++++ Source

In the present work we examine the spacing and repetition effect predictions of a particular version of retrieved context theory—the Context Maintenance and Retrieval model (CMR; Polyn, Norman, & Kahana, 2009). Going beyond the analysis of well-established repetition effects, we show that CMR makes specific predictions concerning the way item repetition will influence the organization of recall, as described below. Finally, we report a new experiment that aims to test these predictions.

Simulating repetition and spacing effects in the context maintenance and retrieval model

We first examine whether the CMR model produces the qualitative effects of repetition and spacing observed in many free recall experiments. We then turn to novel predictions of the CMR model concerning recall in lists with repeated items. Rather than fitting CMR to a particular dataset we assessed the model’s predictions for standard parameter values reported in previous work (Table 1). Before reporting the simulation results we describe the structure of the model in more detail, including the major equations that govern memory encoding and retrieval.

Table 1.

Parameter values used for the simulations of the Context Maintenance and Retrieval (CMR). Except for β_dist, these are the best-fit parameter values of CMR reported in Polyn et al. (2009), originally determined for free recall data from Murdock (1962). This immediate free recall study did not require a value of β_dist, which we set from delayed free recall simulations of a predecessor of CMR, the Temporal Context Model with Accumulators (Sederberg et al., 2008).

++++++++

Task brief — Write the next part of the passage on simulating repetition and spacing effects in the context maintenance and retrieval model, picking up right after its last sentence. The lines that come next are separate material and have no connection to the passage on the context maintenance and retrieval model.

++++ Listed entries

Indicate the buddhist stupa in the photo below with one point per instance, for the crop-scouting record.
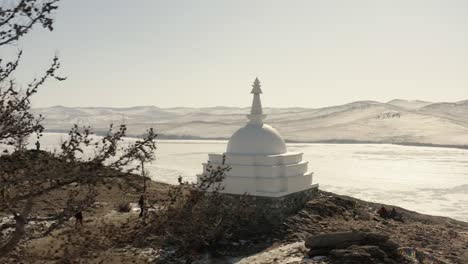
(259, 160)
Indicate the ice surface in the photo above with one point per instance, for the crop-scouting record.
(425, 179)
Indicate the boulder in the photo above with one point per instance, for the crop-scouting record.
(343, 239)
(360, 255)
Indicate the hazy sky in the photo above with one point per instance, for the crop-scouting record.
(207, 53)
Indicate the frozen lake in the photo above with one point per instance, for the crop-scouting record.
(425, 179)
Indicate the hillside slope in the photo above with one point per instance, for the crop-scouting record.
(397, 121)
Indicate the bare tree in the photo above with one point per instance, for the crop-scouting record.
(27, 176)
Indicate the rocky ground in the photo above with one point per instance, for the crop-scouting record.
(416, 238)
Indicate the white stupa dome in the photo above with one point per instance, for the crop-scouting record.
(256, 139)
(259, 162)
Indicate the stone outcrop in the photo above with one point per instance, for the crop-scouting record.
(355, 247)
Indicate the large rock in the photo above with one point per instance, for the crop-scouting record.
(343, 239)
(360, 255)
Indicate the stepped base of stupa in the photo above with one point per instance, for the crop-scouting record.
(270, 212)
(263, 175)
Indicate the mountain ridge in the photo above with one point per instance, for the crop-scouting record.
(396, 121)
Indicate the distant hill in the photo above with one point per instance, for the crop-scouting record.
(409, 104)
(397, 121)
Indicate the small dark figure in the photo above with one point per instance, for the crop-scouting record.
(383, 212)
(395, 215)
(78, 219)
(141, 203)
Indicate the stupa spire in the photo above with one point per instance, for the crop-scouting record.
(256, 112)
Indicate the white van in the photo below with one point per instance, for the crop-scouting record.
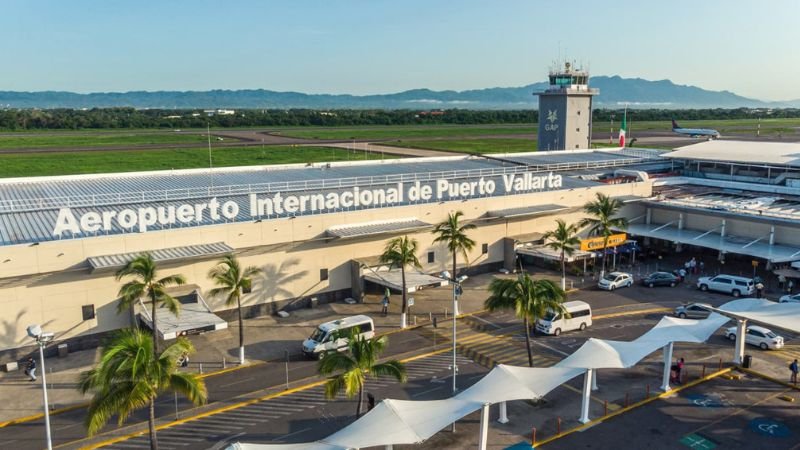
(580, 317)
(333, 336)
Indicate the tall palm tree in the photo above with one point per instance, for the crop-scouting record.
(530, 299)
(452, 233)
(146, 284)
(233, 281)
(563, 239)
(602, 221)
(130, 376)
(401, 252)
(356, 365)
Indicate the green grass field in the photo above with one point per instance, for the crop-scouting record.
(404, 131)
(49, 164)
(472, 145)
(98, 140)
(739, 126)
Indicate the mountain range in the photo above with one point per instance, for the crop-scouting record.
(615, 92)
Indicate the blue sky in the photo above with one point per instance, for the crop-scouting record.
(377, 46)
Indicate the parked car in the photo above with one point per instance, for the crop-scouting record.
(758, 336)
(660, 279)
(693, 311)
(580, 317)
(613, 280)
(334, 336)
(728, 284)
(790, 299)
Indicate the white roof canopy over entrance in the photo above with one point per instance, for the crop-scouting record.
(759, 248)
(374, 228)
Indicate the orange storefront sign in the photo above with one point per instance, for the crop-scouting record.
(591, 244)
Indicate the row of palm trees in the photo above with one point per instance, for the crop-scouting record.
(132, 373)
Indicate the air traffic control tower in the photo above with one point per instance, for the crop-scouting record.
(565, 110)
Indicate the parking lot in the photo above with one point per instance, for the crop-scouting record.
(721, 413)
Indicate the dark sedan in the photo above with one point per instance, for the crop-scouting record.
(660, 279)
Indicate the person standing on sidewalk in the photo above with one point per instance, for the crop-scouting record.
(30, 369)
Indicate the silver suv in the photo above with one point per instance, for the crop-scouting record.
(728, 284)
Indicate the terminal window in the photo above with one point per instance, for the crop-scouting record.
(88, 312)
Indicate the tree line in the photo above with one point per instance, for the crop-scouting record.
(166, 119)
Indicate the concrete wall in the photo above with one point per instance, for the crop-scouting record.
(48, 283)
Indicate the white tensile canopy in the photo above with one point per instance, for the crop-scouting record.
(409, 422)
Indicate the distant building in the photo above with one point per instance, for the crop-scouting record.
(565, 110)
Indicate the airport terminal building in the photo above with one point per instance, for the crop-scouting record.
(315, 230)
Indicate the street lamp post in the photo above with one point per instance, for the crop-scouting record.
(42, 338)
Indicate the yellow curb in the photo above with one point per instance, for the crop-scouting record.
(768, 378)
(632, 313)
(233, 406)
(41, 415)
(635, 405)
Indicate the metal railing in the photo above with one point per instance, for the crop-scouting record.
(118, 198)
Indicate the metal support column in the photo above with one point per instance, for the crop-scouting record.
(484, 427)
(741, 327)
(586, 396)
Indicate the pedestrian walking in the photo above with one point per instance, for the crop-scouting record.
(30, 369)
(384, 306)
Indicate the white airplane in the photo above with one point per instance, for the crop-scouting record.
(695, 132)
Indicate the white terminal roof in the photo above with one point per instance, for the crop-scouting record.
(745, 152)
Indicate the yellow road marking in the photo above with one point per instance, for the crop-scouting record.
(635, 405)
(228, 408)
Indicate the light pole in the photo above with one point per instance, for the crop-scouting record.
(456, 293)
(42, 338)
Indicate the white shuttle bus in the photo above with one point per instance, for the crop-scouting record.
(333, 336)
(580, 317)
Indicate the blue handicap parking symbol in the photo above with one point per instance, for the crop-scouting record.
(706, 401)
(770, 427)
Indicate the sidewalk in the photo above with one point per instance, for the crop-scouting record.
(266, 339)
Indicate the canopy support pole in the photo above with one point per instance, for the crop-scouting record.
(587, 387)
(503, 413)
(741, 327)
(667, 367)
(484, 427)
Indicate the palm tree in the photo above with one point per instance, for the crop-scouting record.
(400, 252)
(130, 376)
(147, 285)
(452, 233)
(602, 223)
(530, 299)
(563, 239)
(232, 282)
(356, 365)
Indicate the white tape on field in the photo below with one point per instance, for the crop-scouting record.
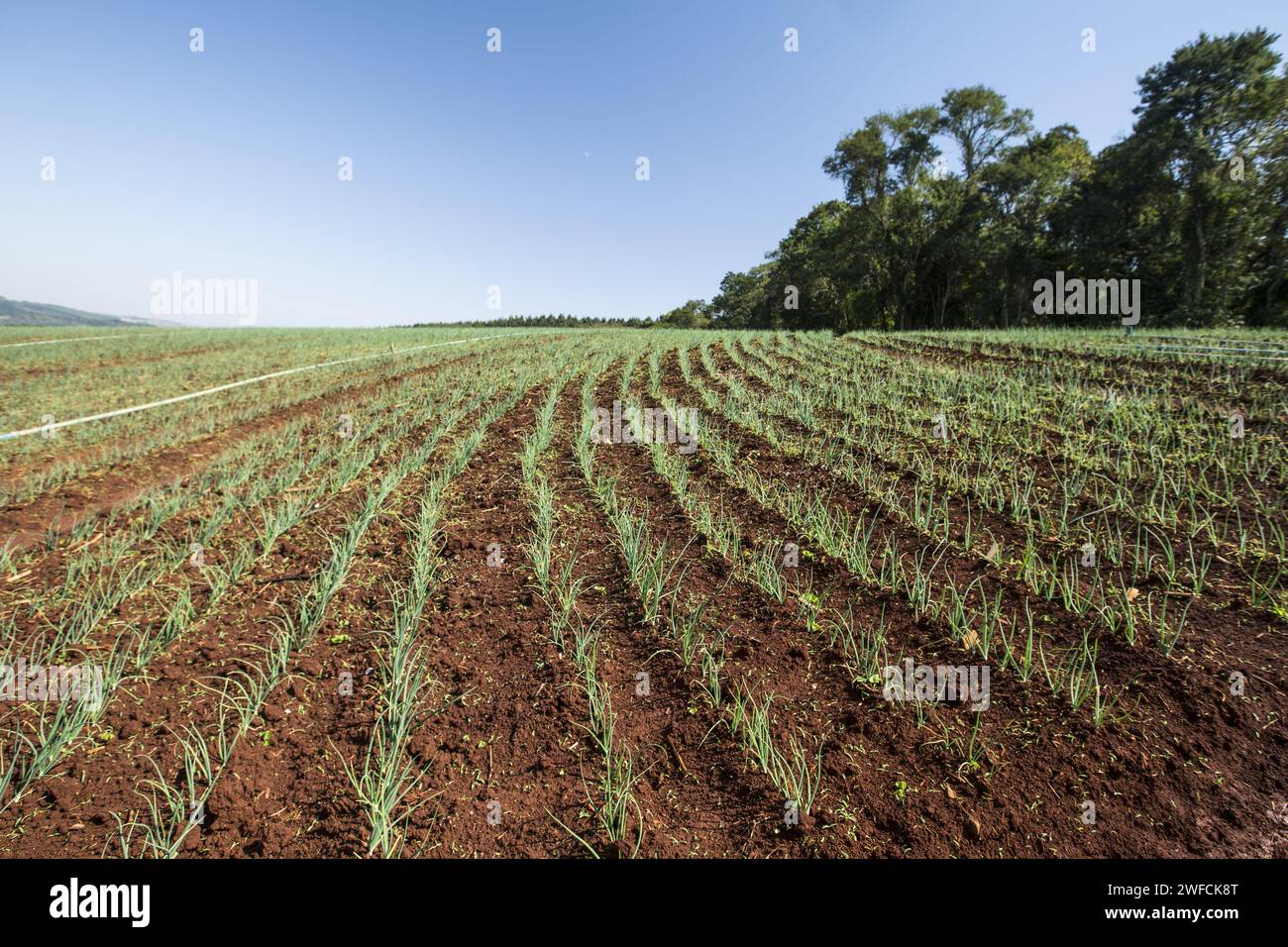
(120, 411)
(52, 342)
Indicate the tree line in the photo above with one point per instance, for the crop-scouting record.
(1193, 204)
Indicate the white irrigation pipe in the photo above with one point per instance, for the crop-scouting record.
(120, 411)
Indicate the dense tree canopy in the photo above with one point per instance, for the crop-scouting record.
(1194, 204)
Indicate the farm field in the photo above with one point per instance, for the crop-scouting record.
(450, 594)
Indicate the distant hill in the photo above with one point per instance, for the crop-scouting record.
(22, 313)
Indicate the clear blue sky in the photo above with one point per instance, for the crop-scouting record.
(476, 169)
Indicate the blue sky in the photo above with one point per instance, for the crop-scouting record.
(475, 169)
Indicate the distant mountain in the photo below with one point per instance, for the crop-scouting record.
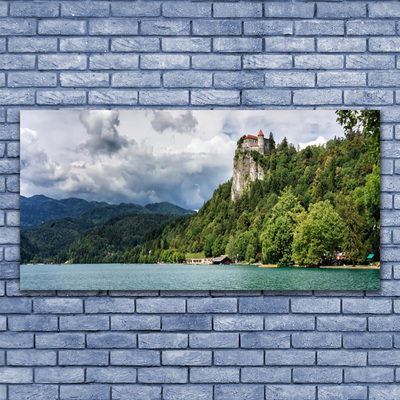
(168, 208)
(38, 209)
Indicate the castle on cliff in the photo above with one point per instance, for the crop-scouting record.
(256, 143)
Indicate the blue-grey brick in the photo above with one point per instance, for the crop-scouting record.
(341, 45)
(264, 305)
(135, 357)
(342, 78)
(365, 27)
(187, 79)
(87, 45)
(85, 9)
(163, 340)
(187, 323)
(17, 61)
(212, 305)
(136, 392)
(87, 392)
(367, 341)
(186, 357)
(345, 10)
(214, 340)
(57, 306)
(179, 98)
(135, 9)
(368, 375)
(160, 305)
(59, 375)
(320, 340)
(366, 306)
(32, 323)
(235, 392)
(163, 375)
(344, 392)
(31, 357)
(109, 305)
(83, 79)
(111, 375)
(319, 61)
(34, 9)
(289, 357)
(317, 27)
(217, 27)
(16, 340)
(32, 45)
(165, 28)
(64, 97)
(194, 45)
(61, 27)
(237, 45)
(30, 392)
(214, 375)
(83, 357)
(17, 26)
(288, 44)
(240, 323)
(266, 375)
(238, 357)
(370, 61)
(61, 61)
(342, 358)
(325, 306)
(289, 79)
(262, 340)
(109, 96)
(368, 97)
(114, 61)
(237, 10)
(268, 27)
(341, 323)
(262, 96)
(140, 44)
(84, 323)
(16, 375)
(186, 10)
(184, 392)
(113, 27)
(214, 62)
(317, 375)
(384, 10)
(164, 61)
(289, 392)
(214, 97)
(288, 10)
(15, 305)
(135, 322)
(289, 323)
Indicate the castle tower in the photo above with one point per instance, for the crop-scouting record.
(261, 142)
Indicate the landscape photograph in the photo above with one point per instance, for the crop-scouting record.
(200, 199)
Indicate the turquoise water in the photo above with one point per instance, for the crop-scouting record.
(192, 277)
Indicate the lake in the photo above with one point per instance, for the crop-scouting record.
(192, 277)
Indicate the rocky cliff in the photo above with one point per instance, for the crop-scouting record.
(245, 170)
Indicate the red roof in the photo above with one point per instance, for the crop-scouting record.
(251, 137)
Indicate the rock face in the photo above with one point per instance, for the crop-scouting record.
(245, 170)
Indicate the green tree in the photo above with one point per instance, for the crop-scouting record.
(318, 235)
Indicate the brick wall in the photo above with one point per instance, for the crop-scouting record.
(199, 345)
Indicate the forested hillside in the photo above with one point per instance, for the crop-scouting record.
(311, 203)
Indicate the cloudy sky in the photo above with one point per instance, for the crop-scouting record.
(148, 156)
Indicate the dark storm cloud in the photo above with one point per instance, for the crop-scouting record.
(164, 120)
(101, 125)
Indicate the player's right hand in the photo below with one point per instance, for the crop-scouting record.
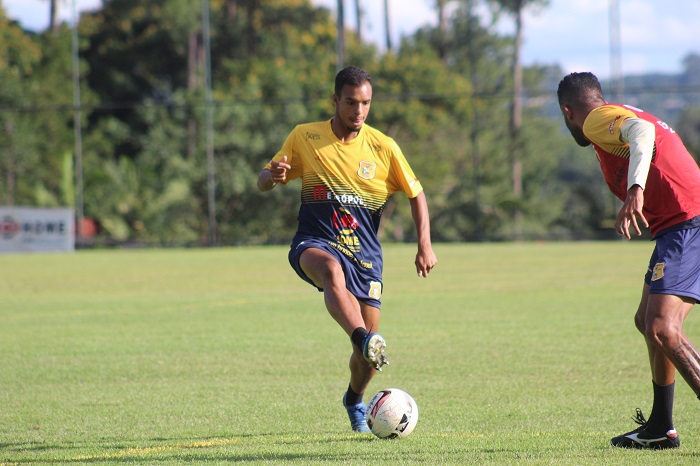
(278, 170)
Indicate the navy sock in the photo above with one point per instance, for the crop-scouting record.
(661, 418)
(352, 398)
(358, 336)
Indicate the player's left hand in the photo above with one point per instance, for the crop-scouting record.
(631, 209)
(425, 261)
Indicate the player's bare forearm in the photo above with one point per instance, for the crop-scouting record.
(631, 209)
(265, 181)
(425, 258)
(277, 173)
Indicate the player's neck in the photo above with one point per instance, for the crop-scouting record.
(343, 133)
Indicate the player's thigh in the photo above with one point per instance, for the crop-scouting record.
(640, 316)
(667, 312)
(320, 266)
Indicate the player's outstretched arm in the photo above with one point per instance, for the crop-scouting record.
(277, 173)
(425, 258)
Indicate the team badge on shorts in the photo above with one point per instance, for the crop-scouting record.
(367, 170)
(375, 290)
(658, 272)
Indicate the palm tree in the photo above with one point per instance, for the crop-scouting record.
(516, 8)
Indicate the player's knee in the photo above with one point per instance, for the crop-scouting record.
(663, 334)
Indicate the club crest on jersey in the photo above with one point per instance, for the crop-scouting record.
(658, 272)
(367, 170)
(375, 290)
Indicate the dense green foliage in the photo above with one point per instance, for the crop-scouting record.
(223, 356)
(443, 95)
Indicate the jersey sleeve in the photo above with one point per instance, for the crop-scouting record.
(602, 126)
(290, 148)
(402, 176)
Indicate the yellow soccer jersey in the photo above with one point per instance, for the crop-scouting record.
(345, 186)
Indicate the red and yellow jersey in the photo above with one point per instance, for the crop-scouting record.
(345, 186)
(672, 192)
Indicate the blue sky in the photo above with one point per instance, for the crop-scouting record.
(655, 36)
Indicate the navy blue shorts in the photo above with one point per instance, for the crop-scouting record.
(674, 267)
(365, 287)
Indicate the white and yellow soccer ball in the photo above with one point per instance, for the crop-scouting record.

++++++++

Written response —
CMR Parameters
Parameter	Value
βenc6	0.745
β rec	0.357
γ FC	0.581
s	1.80
κ	0.091
λ	0.375
η	0.182
τ	0.242
ϕ s	5.39
ϕ d	1.41
β dist	0.976

Model structure

According to CMR, the vector representations of items (denoted f_i) and context (denoted c_i) interact through associative matrices (M^FC and M^CF) that are updated according to a standard Hebbian learning rule, such that $\Delta M^{\mathit{FC}}={\mathbf{c}}_i{\mathbf{f}}_i^{⊺}$ and $\Delta M^{\mathit{CF}}={\mathbf{c}}_i{\mathbf{f}}_i^{⊺}$. The relative contribution of the updated associations to the pre-existing associations is determined by a parameter γ_FC. As explained in Polyn et al. (2009), the model embeds the semantic associations between items in the initial values of the context-to-item associative matrix, which are determined using Latent Semantic Analysis (LSA; Landauer & Dumais, 1997). CMR assumes a primacy gradient of attention such that the change in M^FC is scaled by ϕ_i, which is greatest for early list items (all else being equal) and decreases exponentially to an asymptotic value over the course of list presentation, ϕ_i = ϕ_se^{−ϕ_d(i−1)} + 1, where ϕ_s and ϕ_d are model parameters.

When an item i is presented to the model (irrespective of whether it is being presented for the first or second time in a list), it creates a new input to context, ${\mathbf{c}}_i^{\mathbf{IN}}=\frac{M^{\mathit{FC}}{\mathbf{f}}_i}{\Vert M^{\mathit{FC}}{\mathbf{f}}_i\Vert }$. Context evolves according to the equation:

$${\mathbf{c}}_i={\rho }_i{\mathbf{c}}_{i-1}+\beta {\mathbf{c}}_i^{\mathbf{IN}}$$ (1)

where ρ_i is defined such that ∥c_i∥ = 1. Context is a weighted sum of contextual states, and recent states dominate the representation. β is a model parameter that determines how much c_i changes with each studied item. The rate of context updating can differ between encoding and recall events (β_enc and β_rec, respectively). To simulate delayed free recall, we assume that c further evolves according to Equation 1 as subjects engage in a distracting mental activity. In this case, we consider the distractor to be a single orthogonal item with a value of β_dist to determine the change in c.

At the time of recall, cuing with c_i retrieves a vector f^IN = M^CF c_i. To determine which item the model recalls, f^IN serves as the input to a leaky, competitive accumulation process (Usher & McClelland, 2001) whose value at time step t is determined by

$$\begin{array}{cc}\hfill \mathbf{x}=& (1-\tau k-\tau \lambda \mathbf{N}){\mathbf{x}}_{t-1}+\tau {\mathbf{f}}^{\mathbf{IN}}+∊,\hfill \\ \hfill ∊~& \mathcal{N}(0,\eta ),\hfill \\ \hfill {\mathbf{x}}_t\to & \mathit{max}({\mathbf{x}}_t,0).\hfill \end{array}$$ (2)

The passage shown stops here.